TEXT EXCERPT >>
|---|

In addition to testing the influence of the GSL profile on fitness, we tested the effect of GS-OH, MAM, and AOP directly. To capture as much of the complex allelic variation present as possible (35, 36), we characterized the genetic variation at each locus with a pairwise genetic distance matrix (1kinship, Fig. S4). We tested the effects of the three genetic distance matrices, as well as their two- and three-way interactions, on a matrix of fitness differences between accessions. Our regression also included a genetic distance matrix calculated for all other SNPs in the genome to guard against confounding due to population structure and/or adaptive genetic variation at other loci. The resulting model succeeded in explaining fitness differences among accessions (r2=0.0969; P ≤ 0.00001). In particular, we detected a significant effect of the interaction between allelic differentiation at MAM and GS-OH on fitness, as well as a significant effect of the three-way interaction describing allelic differentiation at MAM, GS-OH, and AOP (Table 1). Thus, fitness variation in the field depends upon alleles at GSL loci and is consistent with the high FST values detected at those loci in the genome-wide scan. The genome-wide genetic differentiation of accessions also had a significant effect on fitness differences, indicating a residual effect of population structure or adaptive genetic variation unaccounted for in our study (Table 1). Using the same method, we found that, among accessions included in field experiments, the three loci and their interactions explained nearly 36% of the variation in overall GSL profile among accessions. Recent genome-editing techniques may allow formal testing of fitness effects of combinations of GSL alleles in the future (37).

Table 1.

Multiple regression on matrices of fitness variation explained by the three GSL loci and their interactions

Parameter Estimate P value Significance
Intercept −0.335 0.32409 ns
K 1.941 0.00001 ***
MAM −0.049 0.38499 ns
AOP 0.003 0.96037 ns
GS-OH −0.147 0.10116 ns
MAM GS-OH 0.765 0.00008 ***
MAM AOP −0.063 0.66112 ns
GS-OH AOP 0.301 0.11616 ns
MAM GS-OH AOP −1.326 0.00137 **

K stands for the matrix of pairwise distance for all SNPs in the genome not included in the GLS loci. The distance matrices for the GSL loci correspond to MAM, AOP, and GS-OH. Interactions are marked by . r2=0.0969 (P<0.00001). Significance: ***P < 0.001; **P < 0.01; ns, nonsignificant.

|---|

TASK SET >>
**1)** Repeat the GSL loci excerpt word for word, starting at "Parameter Estimate P" and ending at "0.01; ns, nonsignificant.".
**2)** According to the GSL loci excerpt, how much of the variation in overall GSL profile among accessions in the field experiments did the three loci and their interactions explain?
The records that come next are separate material, unrelated to the GSL loci excerpt.

|---|

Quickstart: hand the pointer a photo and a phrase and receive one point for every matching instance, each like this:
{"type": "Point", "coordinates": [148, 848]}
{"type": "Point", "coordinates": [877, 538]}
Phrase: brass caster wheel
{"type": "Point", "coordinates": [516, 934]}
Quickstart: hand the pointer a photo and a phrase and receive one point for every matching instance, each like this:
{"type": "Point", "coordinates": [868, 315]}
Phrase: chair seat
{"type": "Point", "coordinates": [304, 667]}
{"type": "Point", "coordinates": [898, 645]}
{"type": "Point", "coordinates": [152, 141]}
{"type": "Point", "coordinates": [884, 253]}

|---|

RESPONSES FOR EACH TASK >>
**1)**
Parameter Estimate P value Significance
Intercept −0.335 0.32409 ns
K 1.941 0.00001 ***
MAM −0.049 0.38499 ns
AOP 0.003 0.96037 ns
GS-OH −0.147 0.10116 ns
MAM GS-OH 0.765 0.00008 ***
MAM AOP −0.063 0.66112 ns
GS-OH AOP 0.301 0.11616 ns
MAM GS-OH AOP −1.326 0.00137 **

K stands for the matrix of pairwise distance for all SNPs in the genome not included in the GLS loci. The distance matrices for the GSL loci correspond to MAM, AOP, and GS-OH. Interactions are marked by . r2=0.0969 (P<0.00001). Significance: ***P < 0.001; **P < 0.01; ns, nonsignificant.

**2)** Nearly 36%.